-- start --
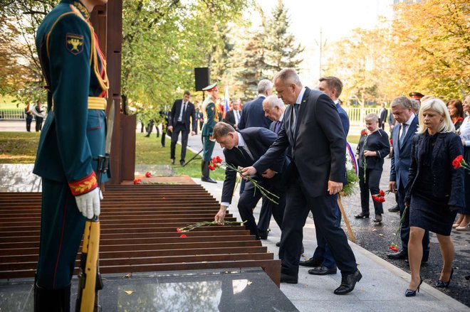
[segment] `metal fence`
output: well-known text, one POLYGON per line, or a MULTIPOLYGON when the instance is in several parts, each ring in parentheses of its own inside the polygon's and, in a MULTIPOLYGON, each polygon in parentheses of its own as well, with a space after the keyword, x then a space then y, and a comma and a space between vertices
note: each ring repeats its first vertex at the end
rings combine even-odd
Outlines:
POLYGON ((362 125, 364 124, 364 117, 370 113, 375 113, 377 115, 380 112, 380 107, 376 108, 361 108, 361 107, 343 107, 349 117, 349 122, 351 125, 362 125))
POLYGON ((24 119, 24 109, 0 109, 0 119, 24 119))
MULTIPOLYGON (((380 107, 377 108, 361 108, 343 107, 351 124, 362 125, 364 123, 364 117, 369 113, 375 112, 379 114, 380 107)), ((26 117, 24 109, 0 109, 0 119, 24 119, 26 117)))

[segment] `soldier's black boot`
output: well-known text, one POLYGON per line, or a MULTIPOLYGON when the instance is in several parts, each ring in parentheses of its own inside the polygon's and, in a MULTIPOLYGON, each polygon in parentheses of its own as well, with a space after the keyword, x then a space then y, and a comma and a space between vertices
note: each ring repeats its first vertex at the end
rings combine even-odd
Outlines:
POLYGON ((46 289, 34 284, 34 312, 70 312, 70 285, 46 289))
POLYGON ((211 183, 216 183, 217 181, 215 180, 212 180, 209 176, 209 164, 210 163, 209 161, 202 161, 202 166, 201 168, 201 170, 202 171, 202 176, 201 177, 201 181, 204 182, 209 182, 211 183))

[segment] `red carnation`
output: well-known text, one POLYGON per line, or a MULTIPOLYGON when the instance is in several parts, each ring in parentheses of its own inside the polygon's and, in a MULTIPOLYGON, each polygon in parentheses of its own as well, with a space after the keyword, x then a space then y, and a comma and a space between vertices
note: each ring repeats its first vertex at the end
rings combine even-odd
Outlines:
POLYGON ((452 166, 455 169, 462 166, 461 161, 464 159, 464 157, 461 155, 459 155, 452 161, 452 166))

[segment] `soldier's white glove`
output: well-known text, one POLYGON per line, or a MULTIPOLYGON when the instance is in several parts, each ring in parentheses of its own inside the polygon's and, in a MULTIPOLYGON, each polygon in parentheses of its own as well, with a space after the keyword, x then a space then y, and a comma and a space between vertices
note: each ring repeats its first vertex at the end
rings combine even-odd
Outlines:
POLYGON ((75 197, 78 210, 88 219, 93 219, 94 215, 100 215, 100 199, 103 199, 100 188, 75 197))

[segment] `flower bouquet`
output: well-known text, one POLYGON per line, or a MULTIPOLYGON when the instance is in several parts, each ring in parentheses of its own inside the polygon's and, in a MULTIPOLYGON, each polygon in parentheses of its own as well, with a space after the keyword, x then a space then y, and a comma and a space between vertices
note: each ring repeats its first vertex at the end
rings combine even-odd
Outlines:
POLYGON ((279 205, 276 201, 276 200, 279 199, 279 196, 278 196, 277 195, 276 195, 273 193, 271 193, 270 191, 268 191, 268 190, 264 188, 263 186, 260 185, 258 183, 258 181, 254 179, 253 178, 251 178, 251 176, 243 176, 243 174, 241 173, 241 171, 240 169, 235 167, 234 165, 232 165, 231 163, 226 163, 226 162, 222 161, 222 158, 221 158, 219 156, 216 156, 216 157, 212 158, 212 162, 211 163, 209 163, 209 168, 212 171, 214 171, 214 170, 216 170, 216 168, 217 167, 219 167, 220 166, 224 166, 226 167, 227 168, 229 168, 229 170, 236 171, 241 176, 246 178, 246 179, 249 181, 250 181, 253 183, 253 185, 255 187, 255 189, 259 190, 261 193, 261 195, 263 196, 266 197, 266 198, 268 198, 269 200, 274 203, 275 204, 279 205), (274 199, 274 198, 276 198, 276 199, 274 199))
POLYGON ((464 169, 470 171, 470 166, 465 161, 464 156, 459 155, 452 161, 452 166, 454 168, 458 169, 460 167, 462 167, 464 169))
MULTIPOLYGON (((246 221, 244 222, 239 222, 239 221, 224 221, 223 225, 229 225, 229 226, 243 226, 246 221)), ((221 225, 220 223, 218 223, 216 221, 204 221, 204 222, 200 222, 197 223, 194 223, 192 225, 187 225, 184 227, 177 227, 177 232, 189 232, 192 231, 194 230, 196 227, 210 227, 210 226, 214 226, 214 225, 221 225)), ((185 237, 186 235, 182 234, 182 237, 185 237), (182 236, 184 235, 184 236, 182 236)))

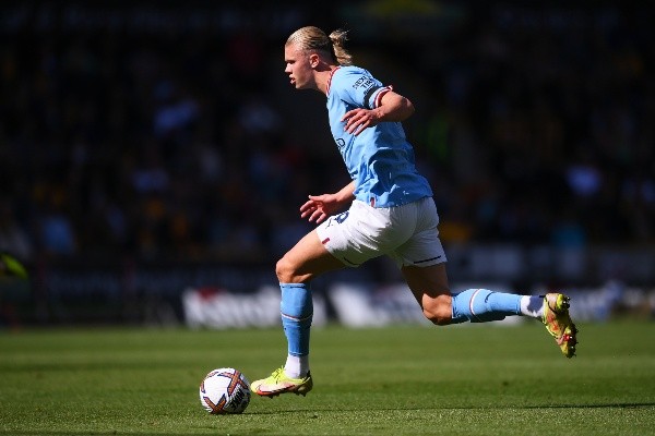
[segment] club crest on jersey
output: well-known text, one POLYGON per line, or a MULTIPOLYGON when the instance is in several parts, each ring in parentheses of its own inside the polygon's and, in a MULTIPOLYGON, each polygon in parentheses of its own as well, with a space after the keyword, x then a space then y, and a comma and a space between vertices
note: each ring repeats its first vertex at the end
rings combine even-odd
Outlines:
-- end --
-- start --
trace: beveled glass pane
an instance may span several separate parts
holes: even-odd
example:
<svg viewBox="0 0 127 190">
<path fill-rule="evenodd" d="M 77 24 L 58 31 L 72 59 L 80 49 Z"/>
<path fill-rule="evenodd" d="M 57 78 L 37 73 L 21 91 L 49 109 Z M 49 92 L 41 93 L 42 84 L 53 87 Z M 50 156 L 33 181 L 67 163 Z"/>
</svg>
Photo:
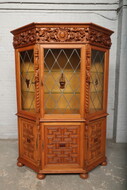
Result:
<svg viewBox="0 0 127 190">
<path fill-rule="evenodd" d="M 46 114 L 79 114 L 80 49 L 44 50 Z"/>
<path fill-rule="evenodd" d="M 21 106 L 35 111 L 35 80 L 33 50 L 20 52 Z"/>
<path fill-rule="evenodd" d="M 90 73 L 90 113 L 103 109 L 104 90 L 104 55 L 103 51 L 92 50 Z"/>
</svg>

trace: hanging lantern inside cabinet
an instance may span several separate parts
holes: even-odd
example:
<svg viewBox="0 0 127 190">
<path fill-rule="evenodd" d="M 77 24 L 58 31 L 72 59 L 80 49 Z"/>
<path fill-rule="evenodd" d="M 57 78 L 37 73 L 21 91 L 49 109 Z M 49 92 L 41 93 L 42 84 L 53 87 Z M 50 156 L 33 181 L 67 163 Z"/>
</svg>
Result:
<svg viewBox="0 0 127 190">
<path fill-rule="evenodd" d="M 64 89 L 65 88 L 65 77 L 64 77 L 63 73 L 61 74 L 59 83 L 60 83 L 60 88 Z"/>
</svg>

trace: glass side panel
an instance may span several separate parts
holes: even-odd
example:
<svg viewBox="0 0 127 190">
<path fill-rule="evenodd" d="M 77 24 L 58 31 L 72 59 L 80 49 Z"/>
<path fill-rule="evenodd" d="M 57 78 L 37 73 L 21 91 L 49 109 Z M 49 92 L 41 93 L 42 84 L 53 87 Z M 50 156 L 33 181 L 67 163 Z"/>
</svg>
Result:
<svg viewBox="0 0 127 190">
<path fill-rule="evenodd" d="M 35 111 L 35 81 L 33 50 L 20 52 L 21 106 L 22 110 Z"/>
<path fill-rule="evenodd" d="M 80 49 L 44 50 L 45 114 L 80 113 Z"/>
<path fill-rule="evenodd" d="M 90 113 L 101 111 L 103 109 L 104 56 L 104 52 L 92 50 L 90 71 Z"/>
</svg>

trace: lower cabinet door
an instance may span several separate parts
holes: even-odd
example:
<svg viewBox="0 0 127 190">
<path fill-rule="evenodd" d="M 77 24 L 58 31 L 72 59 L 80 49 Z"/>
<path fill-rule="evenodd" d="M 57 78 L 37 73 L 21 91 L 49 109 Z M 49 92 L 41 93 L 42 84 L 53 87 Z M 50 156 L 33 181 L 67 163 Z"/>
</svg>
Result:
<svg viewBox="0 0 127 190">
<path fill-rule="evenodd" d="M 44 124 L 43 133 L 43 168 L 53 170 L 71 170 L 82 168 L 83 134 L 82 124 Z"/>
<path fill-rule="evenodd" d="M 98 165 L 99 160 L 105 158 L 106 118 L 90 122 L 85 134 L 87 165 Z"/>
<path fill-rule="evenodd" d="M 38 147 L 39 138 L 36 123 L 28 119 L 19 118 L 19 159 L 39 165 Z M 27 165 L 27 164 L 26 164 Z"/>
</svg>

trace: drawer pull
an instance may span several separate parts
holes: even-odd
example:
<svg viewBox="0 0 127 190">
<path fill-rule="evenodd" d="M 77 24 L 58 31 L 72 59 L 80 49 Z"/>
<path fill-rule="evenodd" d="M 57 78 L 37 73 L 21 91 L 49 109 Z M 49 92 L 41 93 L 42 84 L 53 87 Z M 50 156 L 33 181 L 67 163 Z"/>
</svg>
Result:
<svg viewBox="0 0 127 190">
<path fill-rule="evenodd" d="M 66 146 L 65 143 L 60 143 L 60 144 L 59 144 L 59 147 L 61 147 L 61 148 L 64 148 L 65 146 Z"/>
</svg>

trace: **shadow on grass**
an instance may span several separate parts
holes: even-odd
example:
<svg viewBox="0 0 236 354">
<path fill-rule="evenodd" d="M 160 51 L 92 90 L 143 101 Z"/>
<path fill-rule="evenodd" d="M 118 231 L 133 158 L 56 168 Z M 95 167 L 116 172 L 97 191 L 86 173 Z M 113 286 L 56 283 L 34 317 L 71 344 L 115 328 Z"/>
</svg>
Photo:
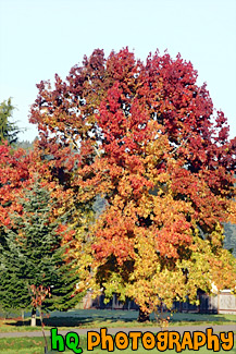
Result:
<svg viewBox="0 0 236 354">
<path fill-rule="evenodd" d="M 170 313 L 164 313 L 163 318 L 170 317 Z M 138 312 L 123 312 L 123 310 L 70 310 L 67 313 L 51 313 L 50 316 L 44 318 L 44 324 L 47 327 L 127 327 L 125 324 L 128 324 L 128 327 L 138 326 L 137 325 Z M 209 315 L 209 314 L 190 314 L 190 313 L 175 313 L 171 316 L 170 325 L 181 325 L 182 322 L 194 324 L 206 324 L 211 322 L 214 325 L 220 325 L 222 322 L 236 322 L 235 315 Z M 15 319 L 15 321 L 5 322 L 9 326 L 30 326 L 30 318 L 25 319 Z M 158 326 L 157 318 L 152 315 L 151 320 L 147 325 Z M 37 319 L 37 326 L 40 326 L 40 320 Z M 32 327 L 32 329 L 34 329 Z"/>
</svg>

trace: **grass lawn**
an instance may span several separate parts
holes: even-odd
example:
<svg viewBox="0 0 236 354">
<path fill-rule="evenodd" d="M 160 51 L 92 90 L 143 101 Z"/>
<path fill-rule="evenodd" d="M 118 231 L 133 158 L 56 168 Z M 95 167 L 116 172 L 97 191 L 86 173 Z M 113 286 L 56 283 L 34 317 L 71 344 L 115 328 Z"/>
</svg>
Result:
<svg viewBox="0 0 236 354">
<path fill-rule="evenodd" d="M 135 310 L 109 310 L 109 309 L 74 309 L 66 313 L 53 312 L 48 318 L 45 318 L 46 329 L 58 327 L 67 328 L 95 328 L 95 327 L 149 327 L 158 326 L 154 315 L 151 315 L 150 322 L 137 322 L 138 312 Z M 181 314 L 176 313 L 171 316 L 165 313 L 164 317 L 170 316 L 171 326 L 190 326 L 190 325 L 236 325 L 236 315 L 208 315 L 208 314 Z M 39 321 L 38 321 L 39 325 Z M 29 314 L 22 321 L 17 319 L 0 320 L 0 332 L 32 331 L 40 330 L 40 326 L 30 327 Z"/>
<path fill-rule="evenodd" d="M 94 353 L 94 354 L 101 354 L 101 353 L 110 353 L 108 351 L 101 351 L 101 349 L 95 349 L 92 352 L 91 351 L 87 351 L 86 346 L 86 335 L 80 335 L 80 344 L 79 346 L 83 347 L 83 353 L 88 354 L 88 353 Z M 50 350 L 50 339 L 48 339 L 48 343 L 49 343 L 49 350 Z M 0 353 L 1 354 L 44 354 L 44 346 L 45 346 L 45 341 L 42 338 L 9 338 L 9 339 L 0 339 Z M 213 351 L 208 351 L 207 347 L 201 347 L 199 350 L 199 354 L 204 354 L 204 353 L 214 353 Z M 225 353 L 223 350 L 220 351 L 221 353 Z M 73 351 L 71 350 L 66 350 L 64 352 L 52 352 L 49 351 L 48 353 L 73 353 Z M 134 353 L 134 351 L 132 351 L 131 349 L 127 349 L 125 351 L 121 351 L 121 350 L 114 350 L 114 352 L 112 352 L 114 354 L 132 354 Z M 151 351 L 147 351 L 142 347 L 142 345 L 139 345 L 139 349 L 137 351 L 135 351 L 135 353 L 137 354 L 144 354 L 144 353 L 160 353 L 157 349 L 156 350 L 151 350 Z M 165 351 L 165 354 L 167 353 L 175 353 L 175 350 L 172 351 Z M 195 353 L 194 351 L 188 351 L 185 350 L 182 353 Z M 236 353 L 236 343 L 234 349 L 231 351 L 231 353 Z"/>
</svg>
-- end --
-- start --
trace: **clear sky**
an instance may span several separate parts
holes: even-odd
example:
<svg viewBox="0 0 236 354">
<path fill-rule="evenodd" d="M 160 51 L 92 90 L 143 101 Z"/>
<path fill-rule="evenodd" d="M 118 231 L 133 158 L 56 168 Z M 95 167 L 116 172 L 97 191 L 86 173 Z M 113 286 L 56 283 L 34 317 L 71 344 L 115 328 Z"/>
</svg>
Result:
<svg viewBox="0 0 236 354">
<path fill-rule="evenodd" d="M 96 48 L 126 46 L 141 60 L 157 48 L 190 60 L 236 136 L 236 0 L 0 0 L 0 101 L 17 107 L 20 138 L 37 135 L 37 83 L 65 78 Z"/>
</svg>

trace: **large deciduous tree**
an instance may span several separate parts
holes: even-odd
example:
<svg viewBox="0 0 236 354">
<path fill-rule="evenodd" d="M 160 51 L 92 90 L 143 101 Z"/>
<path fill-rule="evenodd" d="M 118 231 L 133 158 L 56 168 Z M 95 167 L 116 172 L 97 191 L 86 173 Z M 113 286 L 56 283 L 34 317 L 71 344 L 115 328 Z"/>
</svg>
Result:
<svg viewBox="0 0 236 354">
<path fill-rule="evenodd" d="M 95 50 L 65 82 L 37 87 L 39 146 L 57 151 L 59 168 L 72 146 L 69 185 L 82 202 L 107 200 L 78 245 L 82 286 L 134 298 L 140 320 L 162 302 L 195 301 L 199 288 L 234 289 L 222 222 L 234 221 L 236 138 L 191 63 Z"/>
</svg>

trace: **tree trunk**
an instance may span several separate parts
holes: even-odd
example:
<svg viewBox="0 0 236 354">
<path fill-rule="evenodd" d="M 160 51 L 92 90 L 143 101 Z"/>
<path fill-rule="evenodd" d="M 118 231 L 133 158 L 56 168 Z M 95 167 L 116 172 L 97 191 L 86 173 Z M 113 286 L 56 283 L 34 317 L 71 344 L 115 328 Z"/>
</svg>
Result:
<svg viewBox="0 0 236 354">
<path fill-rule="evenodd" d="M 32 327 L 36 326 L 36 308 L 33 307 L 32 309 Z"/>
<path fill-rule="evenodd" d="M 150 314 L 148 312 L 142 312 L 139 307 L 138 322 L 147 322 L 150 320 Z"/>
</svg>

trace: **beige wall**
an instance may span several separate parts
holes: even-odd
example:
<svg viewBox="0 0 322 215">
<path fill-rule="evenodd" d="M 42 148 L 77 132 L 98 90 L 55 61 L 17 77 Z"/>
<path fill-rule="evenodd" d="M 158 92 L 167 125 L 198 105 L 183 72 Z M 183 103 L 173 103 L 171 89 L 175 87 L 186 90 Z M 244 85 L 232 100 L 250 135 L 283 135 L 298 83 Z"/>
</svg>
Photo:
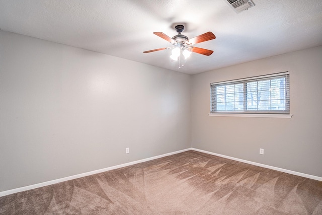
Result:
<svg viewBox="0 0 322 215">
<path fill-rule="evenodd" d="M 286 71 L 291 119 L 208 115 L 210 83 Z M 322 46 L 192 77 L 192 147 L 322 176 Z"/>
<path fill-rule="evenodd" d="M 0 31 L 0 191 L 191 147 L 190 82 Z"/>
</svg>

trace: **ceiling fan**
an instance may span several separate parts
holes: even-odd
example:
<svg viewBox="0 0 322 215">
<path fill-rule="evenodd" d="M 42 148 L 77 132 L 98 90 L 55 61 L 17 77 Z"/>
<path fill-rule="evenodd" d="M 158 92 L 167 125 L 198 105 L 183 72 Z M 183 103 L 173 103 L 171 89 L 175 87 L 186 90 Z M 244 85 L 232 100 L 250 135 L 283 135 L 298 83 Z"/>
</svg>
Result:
-- end --
**Work to be completed**
Retype the listing lines starting with the line containing "trace: **grass lawn**" and going on through the line containing "135 310 L 109", and reproduce only those lines, unchanged.

**Exercise solution**
trace: **grass lawn**
an instance may span several separate parts
holes: even-odd
example:
<svg viewBox="0 0 236 354">
<path fill-rule="evenodd" d="M 160 51 L 92 90 L 143 101 Z"/>
<path fill-rule="evenodd" d="M 118 231 L 133 158 L 56 168 Z M 95 167 L 116 172 L 97 191 L 86 173 Z M 113 286 L 56 283 L 34 317 L 71 344 L 115 328 Z"/>
</svg>
Result:
<svg viewBox="0 0 236 354">
<path fill-rule="evenodd" d="M 135 310 L 109 310 L 109 309 L 74 309 L 66 313 L 53 312 L 48 318 L 45 318 L 46 329 L 58 327 L 67 328 L 95 328 L 95 327 L 149 327 L 158 326 L 154 315 L 151 315 L 150 322 L 137 322 L 138 312 Z M 181 314 L 176 313 L 171 316 L 165 313 L 164 317 L 170 316 L 171 326 L 190 326 L 190 325 L 236 325 L 236 315 L 208 315 L 208 314 Z M 39 321 L 38 321 L 39 325 Z M 29 314 L 22 321 L 17 319 L 0 320 L 0 332 L 32 331 L 40 330 L 40 326 L 30 327 Z"/>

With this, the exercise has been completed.